* The task
Convert the listing below into a Markdown table with two columns, "Row" and "Line", giving each line its own numbered row and leaving out blank lines. Omit the pictures from the table.

━━━━━━━━━━━━━━━━

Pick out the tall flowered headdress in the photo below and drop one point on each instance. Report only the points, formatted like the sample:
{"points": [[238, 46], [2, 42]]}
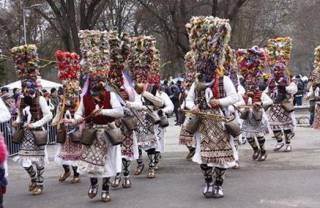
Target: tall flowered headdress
{"points": [[208, 37], [144, 60], [26, 62], [68, 65], [103, 56], [279, 52], [315, 74]]}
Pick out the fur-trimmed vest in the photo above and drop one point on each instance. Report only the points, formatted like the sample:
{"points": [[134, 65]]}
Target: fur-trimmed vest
{"points": [[90, 105]]}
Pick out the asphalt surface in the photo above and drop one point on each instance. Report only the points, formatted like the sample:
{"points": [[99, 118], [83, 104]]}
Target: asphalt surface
{"points": [[285, 180]]}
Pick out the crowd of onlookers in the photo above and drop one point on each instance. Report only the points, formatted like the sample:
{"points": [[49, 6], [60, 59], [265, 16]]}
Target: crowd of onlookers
{"points": [[11, 99], [177, 91]]}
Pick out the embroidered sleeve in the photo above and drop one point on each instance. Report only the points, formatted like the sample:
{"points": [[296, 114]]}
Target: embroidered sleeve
{"points": [[169, 107], [46, 113], [292, 88], [5, 114], [190, 98], [116, 111], [231, 93], [80, 111], [266, 100]]}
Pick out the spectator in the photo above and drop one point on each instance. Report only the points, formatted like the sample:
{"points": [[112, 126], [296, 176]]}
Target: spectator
{"points": [[166, 88], [175, 99], [8, 99], [298, 97], [54, 99], [312, 102], [3, 161], [46, 95]]}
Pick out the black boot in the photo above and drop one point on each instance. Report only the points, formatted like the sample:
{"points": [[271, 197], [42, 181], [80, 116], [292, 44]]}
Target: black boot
{"points": [[93, 188], [278, 136], [219, 175], [76, 175], [117, 180], [39, 189], [191, 153], [140, 166], [126, 173], [151, 156], [208, 186], [157, 157], [105, 194], [255, 148], [289, 135], [263, 152], [33, 175], [66, 173]]}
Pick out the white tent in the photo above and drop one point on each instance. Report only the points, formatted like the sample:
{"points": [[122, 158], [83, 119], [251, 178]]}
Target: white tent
{"points": [[46, 84]]}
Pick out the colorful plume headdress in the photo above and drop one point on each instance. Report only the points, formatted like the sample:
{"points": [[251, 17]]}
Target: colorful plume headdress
{"points": [[144, 60], [208, 37], [68, 65], [26, 62]]}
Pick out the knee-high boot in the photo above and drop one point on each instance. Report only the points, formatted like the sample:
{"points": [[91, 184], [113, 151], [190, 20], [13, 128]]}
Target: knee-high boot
{"points": [[263, 153], [66, 173], [126, 173], [219, 179], [76, 175], [33, 176], [278, 136], [157, 157], [208, 187], [151, 156], [255, 148], [93, 188], [140, 166], [288, 136], [105, 194], [39, 189]]}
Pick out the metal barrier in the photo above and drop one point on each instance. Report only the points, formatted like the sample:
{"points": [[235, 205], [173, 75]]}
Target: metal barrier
{"points": [[52, 134], [7, 130]]}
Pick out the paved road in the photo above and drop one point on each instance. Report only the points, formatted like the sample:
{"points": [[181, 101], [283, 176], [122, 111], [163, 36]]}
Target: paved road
{"points": [[285, 180]]}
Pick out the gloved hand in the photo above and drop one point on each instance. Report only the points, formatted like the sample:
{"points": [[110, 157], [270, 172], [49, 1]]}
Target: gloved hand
{"points": [[127, 111], [160, 113]]}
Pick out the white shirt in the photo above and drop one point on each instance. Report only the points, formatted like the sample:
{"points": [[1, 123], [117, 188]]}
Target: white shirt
{"points": [[4, 112], [231, 94], [168, 105], [116, 111], [46, 114]]}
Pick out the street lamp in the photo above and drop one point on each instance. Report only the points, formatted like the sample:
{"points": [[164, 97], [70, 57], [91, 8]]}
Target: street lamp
{"points": [[24, 20]]}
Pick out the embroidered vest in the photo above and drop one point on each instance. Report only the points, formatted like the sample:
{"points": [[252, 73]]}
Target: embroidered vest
{"points": [[90, 105], [217, 90], [35, 109]]}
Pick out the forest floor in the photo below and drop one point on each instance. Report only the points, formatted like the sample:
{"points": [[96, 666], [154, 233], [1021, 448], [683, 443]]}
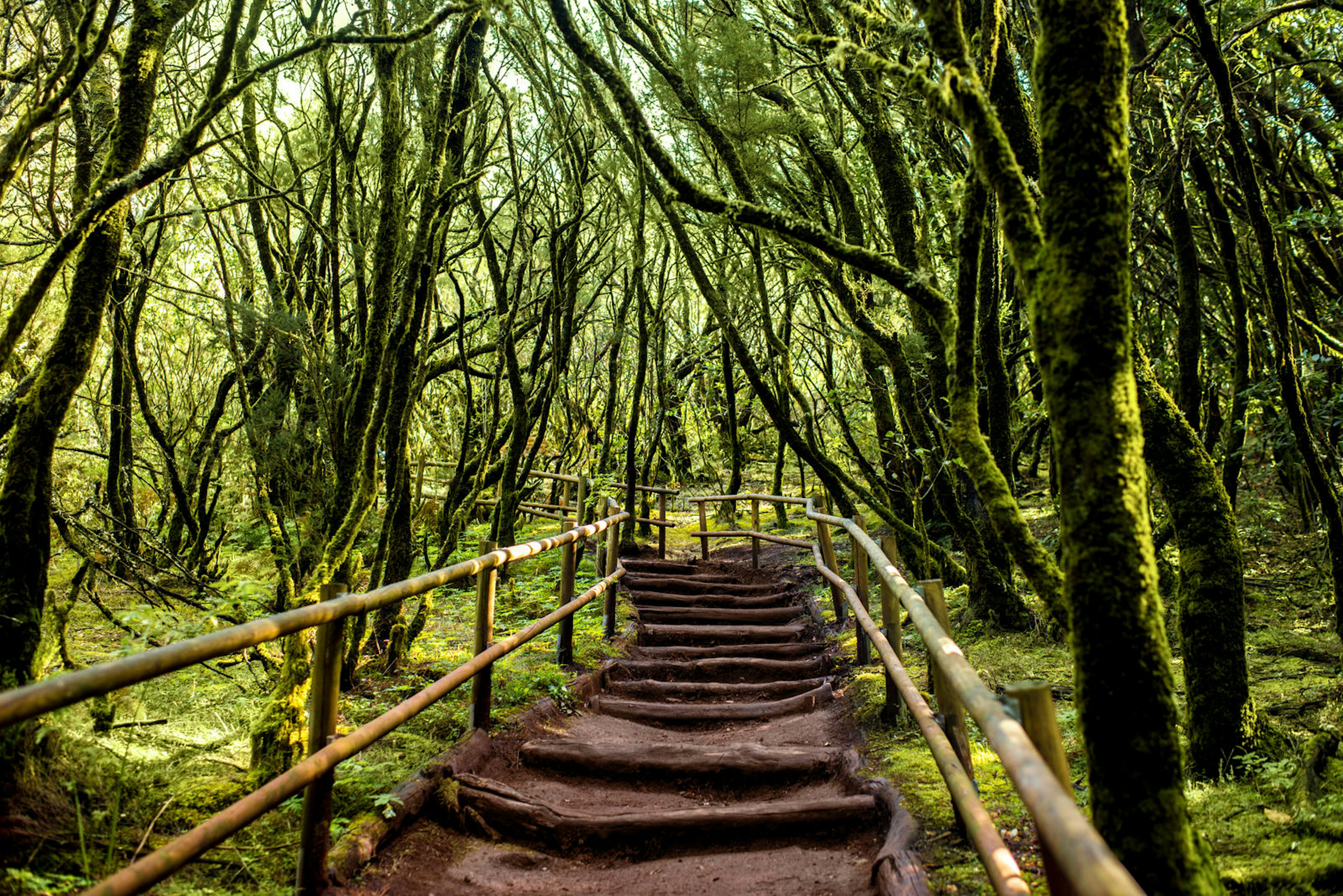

━━━━━━━━━━━━━━━━

* Reply to the exercise
| Row | Line |
|---|---|
| 1 | Pick out the tall flowered headdress in the photo below and drop one point on each instance. Report only the points, formatted like the sample: |
| 2 | {"points": [[238, 46], [2, 42]]} |
| 3 | Target: tall flowered headdress |
| 4 | {"points": [[208, 37], [144, 60], [26, 62], [68, 65], [103, 56], [279, 52], [315, 74]]} |
| 5 | Pick out the fur-trimmed vest in the photo above and drop one point on each instance. Report only the points, formatted like the sample: |
| 6 | {"points": [[134, 65]]} |
| 7 | Target: fur-trimmed vest |
| 8 | {"points": [[90, 105]]} |
| 9 | Pick out the asphalt surface in the photo above and drop one point on each instance. Report only the points, formatted like the sample: |
| 10 | {"points": [[99, 118], [83, 104]]} |
| 11 | Target: asphalt surface |
| 12 | {"points": [[285, 180]]} |
| 13 | Pick out the crowd of onlookers in the photo above and drop one point on each instance. Report only the points, formatted like the sample: |
| 14 | {"points": [[49, 6], [60, 59], [265, 16]]} |
| 15 | Target: crowd of onlookers |
| 16 | {"points": [[11, 99], [177, 91]]} |
| 17 | Pick out the embroidered sleeve in the photo above and drop one point on each instance. Report only the points, formatted like the sample: |
| 18 | {"points": [[296, 114]]} |
| 19 | Target: embroidered sleeve |
| 20 | {"points": [[169, 107], [46, 113], [292, 88], [5, 114], [190, 98], [116, 111], [231, 93], [80, 111], [266, 100]]} |
| 21 | Pick out the spectator in the photo above and drop one point on each instance. Report only the points, formatted like the sample: |
| 22 | {"points": [[112, 126], [296, 176]]} |
| 23 | Target: spectator |
| 24 | {"points": [[166, 88], [175, 99], [8, 99], [298, 97], [54, 99], [312, 102], [3, 161], [46, 95]]} |
| 25 | Pick out the black boot in the photo above and drop one point on each instance. Report only the points, formatted like the sample: |
| 26 | {"points": [[271, 197], [42, 181], [80, 116], [292, 44]]} |
| 27 | Target: black boot |
| 28 | {"points": [[93, 188], [278, 136], [219, 175], [76, 175], [117, 180], [39, 189], [191, 153], [140, 166], [126, 173], [151, 156], [208, 186], [157, 157], [105, 194], [255, 148], [289, 135], [263, 152], [33, 175], [66, 173]]} |
| 29 | Pick out the white tent in the photo above and drop one point on each instance. Report only the points, formatted like the sample: |
| 30 | {"points": [[122, 158], [83, 119], [251, 178]]} |
| 31 | Target: white tent |
| 32 | {"points": [[46, 84]]} |
| 33 | Pick out the colorful plume headdress in the photo above and drop one point on each instance. Report only the points, formatted like the sample: |
| 34 | {"points": [[251, 17]]} |
| 35 | Target: colorful plume headdress |
| 36 | {"points": [[144, 60], [208, 37], [68, 65], [26, 62]]} |
| 37 | Pick out the knee-high boot in the photo above and drop one point on each instance. Report only the points, formatted like the sample: |
| 38 | {"points": [[91, 184], [113, 151], [190, 20], [13, 128]]} |
| 39 | Target: knee-high boot |
| 40 | {"points": [[263, 153], [66, 173], [126, 173], [219, 179], [76, 175], [33, 176], [278, 136], [157, 157], [208, 187], [151, 156], [255, 148], [93, 188], [140, 166], [288, 136], [105, 194], [39, 189]]} |
| 41 | Pick out the metal barrier in the photo above and drop one point on each instance. Report only the points, formatted like the sample: |
| 42 | {"points": [[235, 205], [173, 75]]} |
| 43 | Target: metal barrier |
| 44 | {"points": [[52, 134], [7, 130]]} |
| 45 | Pick out the paved road in the photo above and drop one point on each instance. Report only the points, formatted like the sample: |
| 46 | {"points": [[181, 101], [283, 176], [122, 111], [163, 36]]} |
| 47 | Target: paved road |
| 48 | {"points": [[285, 180]]} |
| 49 | Pick out the gloved hand in the photo above and drop one point on each instance. Report only the points, formatted like the sample: |
| 50 | {"points": [[110, 157], [270, 172], [49, 1]]} |
| 51 | Target: gloved hand |
| 52 | {"points": [[127, 111], [160, 113]]} |
| 53 | Pick out the white shirt in the photo above and drop one point on each instance. Report only the points, formatted like the sample: |
| 54 | {"points": [[1, 123], [117, 188]]} |
| 55 | Target: white shirt |
| 56 | {"points": [[4, 112], [231, 94], [168, 105], [116, 111], [46, 114]]} |
| 57 | Pick out the street lamp in the photo above and drop one point on each instance. Report only the points, formatted like the sample: |
| 58 | {"points": [[164, 97], [70, 57], [91, 8]]} |
| 59 | Target: street lamp |
| 60 | {"points": [[24, 20]]} |
| 61 | Pick out the embroidered vest in the photo above and drop one point on each instance. Report only the points, formatted like the sample: |
| 62 | {"points": [[252, 73]]} |
| 63 | Target: embroidered vest |
| 64 | {"points": [[90, 105], [217, 90], [35, 109]]} |
| 65 | Pick out the forest floor in the photo below and drop one point on each instance. Report only the points, formatted like the sample: |
| 66 | {"points": [[96, 666], [154, 233], [1021, 448], [683, 443]]} |